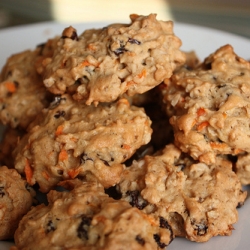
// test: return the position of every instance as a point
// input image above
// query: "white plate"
(203, 41)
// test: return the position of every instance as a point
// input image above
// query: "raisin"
(2, 193)
(82, 230)
(57, 100)
(136, 199)
(84, 157)
(50, 226)
(120, 51)
(113, 192)
(164, 224)
(134, 41)
(140, 240)
(201, 227)
(240, 204)
(207, 66)
(59, 113)
(158, 241)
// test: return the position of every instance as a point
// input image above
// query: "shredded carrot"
(123, 100)
(73, 139)
(126, 146)
(11, 87)
(45, 175)
(143, 73)
(28, 171)
(73, 173)
(100, 218)
(63, 155)
(85, 63)
(217, 145)
(202, 125)
(238, 151)
(129, 83)
(201, 111)
(59, 130)
(91, 47)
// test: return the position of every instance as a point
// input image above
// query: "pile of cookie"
(132, 141)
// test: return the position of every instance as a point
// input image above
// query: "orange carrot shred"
(202, 125)
(11, 87)
(63, 155)
(73, 173)
(143, 73)
(45, 175)
(28, 171)
(126, 146)
(217, 145)
(85, 63)
(201, 111)
(59, 130)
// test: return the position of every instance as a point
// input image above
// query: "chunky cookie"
(22, 93)
(15, 200)
(102, 64)
(198, 201)
(209, 106)
(10, 138)
(71, 138)
(87, 218)
(242, 168)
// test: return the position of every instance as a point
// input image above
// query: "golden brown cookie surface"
(103, 64)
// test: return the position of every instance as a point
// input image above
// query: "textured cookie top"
(102, 64)
(199, 201)
(15, 201)
(210, 106)
(22, 93)
(86, 218)
(71, 138)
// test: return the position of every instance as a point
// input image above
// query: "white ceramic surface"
(203, 41)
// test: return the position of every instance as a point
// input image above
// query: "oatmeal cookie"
(22, 93)
(8, 143)
(15, 201)
(198, 201)
(242, 168)
(102, 64)
(71, 138)
(209, 106)
(87, 218)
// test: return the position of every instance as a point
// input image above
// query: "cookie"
(209, 106)
(8, 143)
(198, 201)
(242, 168)
(102, 64)
(22, 93)
(87, 218)
(71, 138)
(16, 199)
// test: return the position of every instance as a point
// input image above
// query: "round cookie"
(8, 143)
(199, 201)
(102, 64)
(242, 168)
(22, 93)
(71, 138)
(209, 106)
(87, 218)
(15, 200)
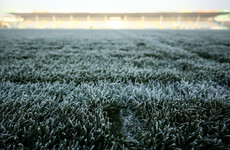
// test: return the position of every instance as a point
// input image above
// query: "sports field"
(114, 89)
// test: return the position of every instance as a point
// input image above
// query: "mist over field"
(114, 89)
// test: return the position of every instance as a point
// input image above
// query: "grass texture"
(114, 89)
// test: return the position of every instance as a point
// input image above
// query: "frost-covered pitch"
(119, 89)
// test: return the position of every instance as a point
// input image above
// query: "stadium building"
(215, 19)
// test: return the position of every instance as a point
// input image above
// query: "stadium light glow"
(115, 24)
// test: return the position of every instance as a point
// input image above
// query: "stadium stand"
(216, 19)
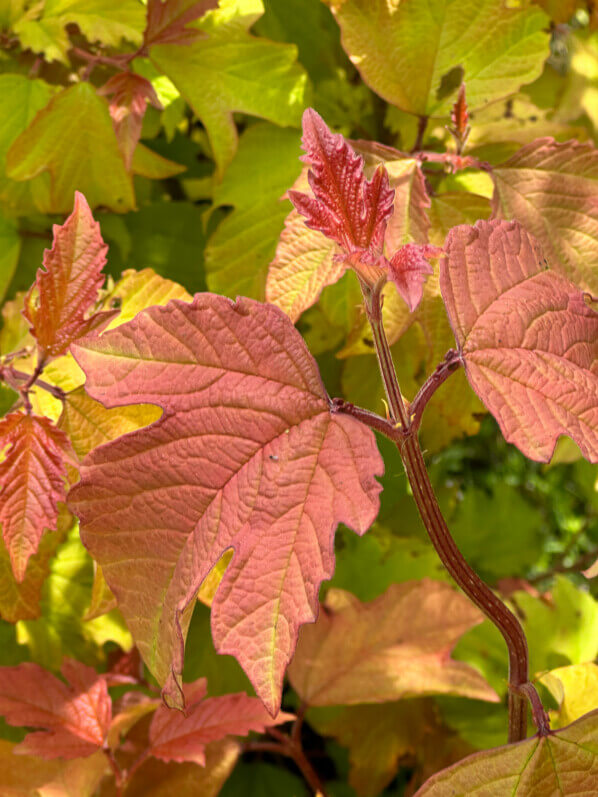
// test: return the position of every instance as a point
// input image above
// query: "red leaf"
(246, 456)
(167, 21)
(409, 268)
(75, 718)
(32, 479)
(529, 340)
(58, 302)
(130, 95)
(176, 737)
(345, 207)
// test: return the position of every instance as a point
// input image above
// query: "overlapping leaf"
(75, 718)
(406, 52)
(396, 646)
(58, 304)
(246, 456)
(564, 762)
(176, 737)
(551, 189)
(33, 476)
(529, 339)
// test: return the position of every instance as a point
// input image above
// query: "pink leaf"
(345, 207)
(409, 268)
(58, 303)
(246, 456)
(130, 95)
(75, 717)
(529, 340)
(32, 480)
(176, 737)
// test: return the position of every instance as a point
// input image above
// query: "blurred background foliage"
(201, 204)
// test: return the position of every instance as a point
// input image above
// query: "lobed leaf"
(551, 189)
(529, 340)
(33, 475)
(394, 647)
(246, 456)
(75, 717)
(564, 762)
(67, 287)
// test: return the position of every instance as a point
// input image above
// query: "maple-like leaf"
(178, 737)
(528, 338)
(130, 94)
(32, 479)
(58, 303)
(564, 762)
(409, 268)
(246, 456)
(396, 646)
(75, 716)
(167, 20)
(348, 209)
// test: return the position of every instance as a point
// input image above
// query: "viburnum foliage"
(298, 398)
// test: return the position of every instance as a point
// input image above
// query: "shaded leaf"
(74, 124)
(396, 646)
(550, 188)
(75, 718)
(232, 378)
(58, 304)
(565, 762)
(176, 737)
(406, 52)
(33, 475)
(529, 340)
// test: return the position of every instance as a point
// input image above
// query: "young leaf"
(551, 189)
(394, 647)
(178, 737)
(75, 717)
(59, 301)
(32, 475)
(130, 95)
(529, 340)
(564, 762)
(167, 20)
(246, 456)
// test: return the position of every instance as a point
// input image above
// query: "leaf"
(99, 20)
(565, 762)
(75, 718)
(33, 474)
(130, 95)
(416, 55)
(178, 737)
(242, 245)
(58, 304)
(242, 362)
(394, 647)
(167, 20)
(232, 70)
(528, 340)
(348, 209)
(60, 139)
(24, 776)
(157, 779)
(575, 688)
(550, 188)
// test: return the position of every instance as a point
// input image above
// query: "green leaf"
(61, 631)
(73, 139)
(232, 70)
(244, 243)
(20, 100)
(416, 54)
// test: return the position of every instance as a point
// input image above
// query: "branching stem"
(520, 689)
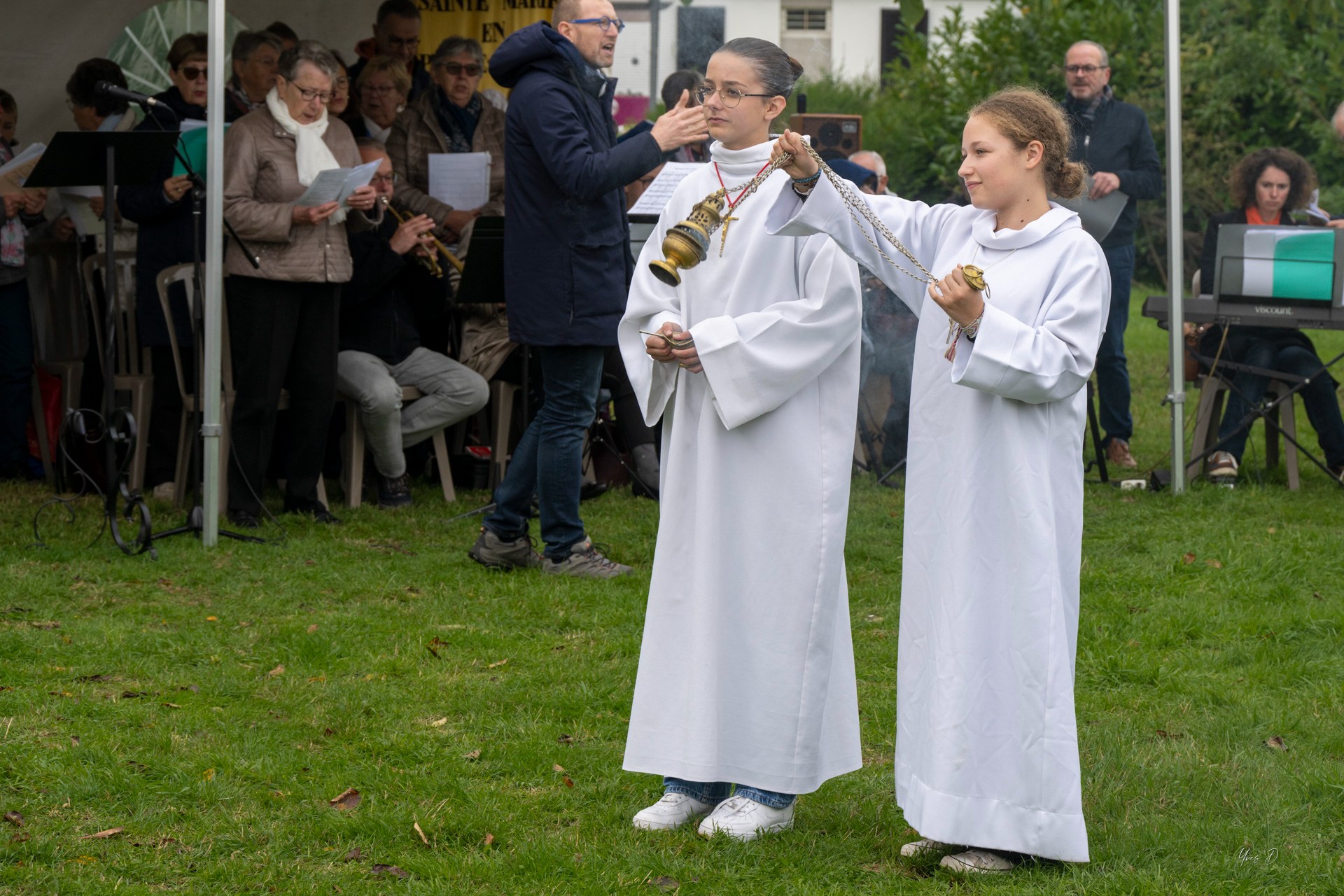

____

*PROBLEM DETAILS:* Please pick out each line in the data that contains the word "cookie" and copy those lines in full. Case counts, so only an exact match qualifies.

*THE OUTPUT:*
// query: "pile of cookie"
// query: "chunky cookie"
// query: "golden brown cookie surface"
// query: "textured cookie top"
// query: "oatmeal cookie"
// query: "cookie"
// query: "round cookie"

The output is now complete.